____ Document excerpt

So once you're emotionally prepared, here are the ways you reach out and actually solve this problem. Remember it's not about winning. It's not about getting root. It's not about beating the other side up until they do what you say. It's about really reaching out and building trust and listening to their side of the story, recognizing their motivations, even if they are different from yours. It's about recognizing your common goals and negotiating a way forward together.
Here are a few ways to move forward that have worked for us.
First of all, get to know the people on the other side as people. Ask them out for coffee. Ask questions that will help you understand the situation from their point of view. Before you make any requests, be prepared to demonstrate a show of good faith about the changes that you plan to make to improve your side of the situation. One show of good faith might be ensuring that you have test coverage for your code. I am a total convert to test-driven development. Having good test coverage makes a huge difference, not only in increasing the quality of the code that is produced, but in decreasing the anxiety levels of everyone involved.
Until I had good test coverage, I never realized how much time I had been wasting spinning my wheels fixing bugs I had introduced to myself. I recently had to work on a project without test coverage and it felt like walking through a booby-trapped house. I was afraid to touch anything. In contrast when I see 98% test coverage on a piece of code. As a developer, I feel safe incorporating into my project and as a SysAdmin, I feel safe deploying it to my server. As an added bonus, good testing also makes it easier to grow your development team and to collaborate across institutions. Good tests build trust.
Once you have a test suite, you can start running continuous integration, automatically running your test suite in a variety of environments on a regular basis. This used to mean you had to run your own continuous integration server, like Jenkins, but hosted continuous integration systems like Travis -- and this is a screenshot of one of our projects building on Travis -- make it easier than ever to continually test your code. I used to develop code on my Mac, and then find it behaved unexpectedly when it was deployed to a Linux production environment.
Worse, I often wouldn't realize at first that the software had bugs, because I had no test suite I could run. So I’d only find out there was a problem, sometime later when we received a complaint. Because the SysAdmins were the ones fielding complaints, this did not make them feel good about me. Since we’ve adopted unit tests and continuous integration, this particular problem rarely happens.

________

§ Written instruction
Reproduce the passage on testing and trust, starting with "First of all, get" and going on through "of everyone involved.", and substitute "lunch" for "coffee". The lines that come next are separate material with no connection to the passage on testing and trust.

____ Given data

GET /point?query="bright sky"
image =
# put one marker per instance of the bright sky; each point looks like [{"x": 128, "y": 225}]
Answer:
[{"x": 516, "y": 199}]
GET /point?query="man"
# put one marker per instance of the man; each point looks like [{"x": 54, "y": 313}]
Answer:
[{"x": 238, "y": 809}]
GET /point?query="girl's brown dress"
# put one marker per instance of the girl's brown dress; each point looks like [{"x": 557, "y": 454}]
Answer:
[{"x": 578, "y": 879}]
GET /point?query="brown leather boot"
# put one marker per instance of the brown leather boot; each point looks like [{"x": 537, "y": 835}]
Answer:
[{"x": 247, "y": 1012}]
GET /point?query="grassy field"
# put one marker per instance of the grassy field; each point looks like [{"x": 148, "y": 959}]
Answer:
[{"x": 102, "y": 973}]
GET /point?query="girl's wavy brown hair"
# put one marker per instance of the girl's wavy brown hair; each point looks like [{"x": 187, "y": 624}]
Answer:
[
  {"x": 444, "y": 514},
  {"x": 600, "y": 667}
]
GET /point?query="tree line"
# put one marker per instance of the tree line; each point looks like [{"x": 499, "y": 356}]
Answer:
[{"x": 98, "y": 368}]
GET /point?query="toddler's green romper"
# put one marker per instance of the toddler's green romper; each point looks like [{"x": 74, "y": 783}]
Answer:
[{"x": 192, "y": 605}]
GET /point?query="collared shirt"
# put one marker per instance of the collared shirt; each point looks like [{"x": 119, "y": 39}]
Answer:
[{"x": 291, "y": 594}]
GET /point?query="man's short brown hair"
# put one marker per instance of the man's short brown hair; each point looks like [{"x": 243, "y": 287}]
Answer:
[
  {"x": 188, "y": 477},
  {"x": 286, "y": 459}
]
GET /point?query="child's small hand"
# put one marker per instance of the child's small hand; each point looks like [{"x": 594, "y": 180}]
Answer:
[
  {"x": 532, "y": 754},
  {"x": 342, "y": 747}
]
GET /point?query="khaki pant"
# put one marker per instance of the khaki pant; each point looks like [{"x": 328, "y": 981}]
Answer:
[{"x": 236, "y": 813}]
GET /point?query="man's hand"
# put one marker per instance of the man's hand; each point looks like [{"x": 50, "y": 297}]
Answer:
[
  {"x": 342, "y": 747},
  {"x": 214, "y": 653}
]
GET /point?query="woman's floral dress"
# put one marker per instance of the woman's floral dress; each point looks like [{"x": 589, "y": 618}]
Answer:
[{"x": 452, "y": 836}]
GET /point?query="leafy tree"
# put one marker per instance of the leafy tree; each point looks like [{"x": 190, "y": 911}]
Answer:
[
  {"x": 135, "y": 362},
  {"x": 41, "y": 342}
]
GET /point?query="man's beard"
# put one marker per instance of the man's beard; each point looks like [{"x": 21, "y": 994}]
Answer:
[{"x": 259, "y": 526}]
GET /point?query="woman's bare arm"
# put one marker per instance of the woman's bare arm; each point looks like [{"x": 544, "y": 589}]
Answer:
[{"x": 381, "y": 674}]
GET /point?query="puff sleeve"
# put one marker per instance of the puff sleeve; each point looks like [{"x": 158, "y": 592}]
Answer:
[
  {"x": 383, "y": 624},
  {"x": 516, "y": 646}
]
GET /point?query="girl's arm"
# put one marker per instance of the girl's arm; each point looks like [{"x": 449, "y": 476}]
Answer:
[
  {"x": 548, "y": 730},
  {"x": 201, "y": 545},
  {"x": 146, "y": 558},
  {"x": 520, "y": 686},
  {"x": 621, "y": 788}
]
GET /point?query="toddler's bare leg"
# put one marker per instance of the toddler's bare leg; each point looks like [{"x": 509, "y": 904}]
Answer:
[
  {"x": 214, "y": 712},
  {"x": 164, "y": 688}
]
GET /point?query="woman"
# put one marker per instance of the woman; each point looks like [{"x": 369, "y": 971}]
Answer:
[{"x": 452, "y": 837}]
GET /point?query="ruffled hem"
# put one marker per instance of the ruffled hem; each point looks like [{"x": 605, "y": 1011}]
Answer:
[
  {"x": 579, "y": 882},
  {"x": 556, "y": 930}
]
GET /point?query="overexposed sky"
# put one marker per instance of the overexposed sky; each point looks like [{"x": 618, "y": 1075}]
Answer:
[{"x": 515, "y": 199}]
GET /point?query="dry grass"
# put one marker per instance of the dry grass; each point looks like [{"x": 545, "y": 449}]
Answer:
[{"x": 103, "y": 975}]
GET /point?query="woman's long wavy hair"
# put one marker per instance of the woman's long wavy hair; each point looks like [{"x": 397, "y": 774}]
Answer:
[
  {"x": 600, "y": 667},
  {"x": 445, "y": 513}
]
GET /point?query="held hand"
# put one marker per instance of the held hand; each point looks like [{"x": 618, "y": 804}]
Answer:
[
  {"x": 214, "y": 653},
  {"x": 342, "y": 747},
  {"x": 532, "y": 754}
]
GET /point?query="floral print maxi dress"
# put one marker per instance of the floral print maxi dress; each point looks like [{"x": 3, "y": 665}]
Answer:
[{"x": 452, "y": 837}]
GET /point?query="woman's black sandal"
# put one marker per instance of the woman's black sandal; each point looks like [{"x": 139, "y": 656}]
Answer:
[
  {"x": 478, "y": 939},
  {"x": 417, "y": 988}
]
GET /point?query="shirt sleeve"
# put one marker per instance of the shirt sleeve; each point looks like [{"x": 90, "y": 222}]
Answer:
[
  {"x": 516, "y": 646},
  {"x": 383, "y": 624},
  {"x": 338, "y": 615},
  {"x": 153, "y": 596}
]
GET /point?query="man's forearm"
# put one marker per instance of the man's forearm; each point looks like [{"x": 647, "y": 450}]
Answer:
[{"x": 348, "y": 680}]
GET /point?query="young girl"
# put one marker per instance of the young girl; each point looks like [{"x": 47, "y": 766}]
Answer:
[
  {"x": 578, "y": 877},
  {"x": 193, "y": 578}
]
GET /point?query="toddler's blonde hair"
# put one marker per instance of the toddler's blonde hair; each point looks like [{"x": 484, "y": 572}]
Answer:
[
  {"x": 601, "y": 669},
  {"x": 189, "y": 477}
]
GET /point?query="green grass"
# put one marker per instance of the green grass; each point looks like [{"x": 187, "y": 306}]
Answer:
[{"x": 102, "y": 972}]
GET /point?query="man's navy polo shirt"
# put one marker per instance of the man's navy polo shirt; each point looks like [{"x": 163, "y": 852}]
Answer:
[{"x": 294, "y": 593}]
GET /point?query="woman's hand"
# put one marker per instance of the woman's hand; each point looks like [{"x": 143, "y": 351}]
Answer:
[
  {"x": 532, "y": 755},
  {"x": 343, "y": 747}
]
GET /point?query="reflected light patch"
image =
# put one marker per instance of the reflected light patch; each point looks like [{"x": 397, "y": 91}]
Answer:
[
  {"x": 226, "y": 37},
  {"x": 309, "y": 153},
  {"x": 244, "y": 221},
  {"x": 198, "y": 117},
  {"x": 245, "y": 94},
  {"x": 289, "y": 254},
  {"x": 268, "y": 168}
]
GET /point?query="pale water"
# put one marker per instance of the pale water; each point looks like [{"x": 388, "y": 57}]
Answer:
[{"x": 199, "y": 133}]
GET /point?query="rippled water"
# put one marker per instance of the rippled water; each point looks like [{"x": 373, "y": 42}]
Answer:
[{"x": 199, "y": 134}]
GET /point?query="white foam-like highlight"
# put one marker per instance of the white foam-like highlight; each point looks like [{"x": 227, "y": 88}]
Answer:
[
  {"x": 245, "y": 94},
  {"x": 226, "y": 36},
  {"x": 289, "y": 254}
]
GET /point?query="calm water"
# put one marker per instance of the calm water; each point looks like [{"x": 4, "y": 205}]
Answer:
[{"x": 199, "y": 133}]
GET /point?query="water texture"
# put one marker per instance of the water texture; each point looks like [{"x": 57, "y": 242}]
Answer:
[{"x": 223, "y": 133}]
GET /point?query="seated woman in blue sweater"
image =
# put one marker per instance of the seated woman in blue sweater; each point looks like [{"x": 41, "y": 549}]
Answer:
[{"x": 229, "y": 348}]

________

§ Final result
First of all, get to know the people on the other side as people. Ask them out for lunch. Ask questions that will help you understand the situation from their point of view. Before you make any requests, be prepared to demonstrate a show of good faith about the changes that you plan to make to improve your side of the situation. One show of good faith might be ensuring that you have test coverage for your code. I am a total convert to test-driven development. Having good test coverage makes a huge difference, not only in increasing the quality of the code that is produced, but in decreasing the anxiety levels of everyone involved.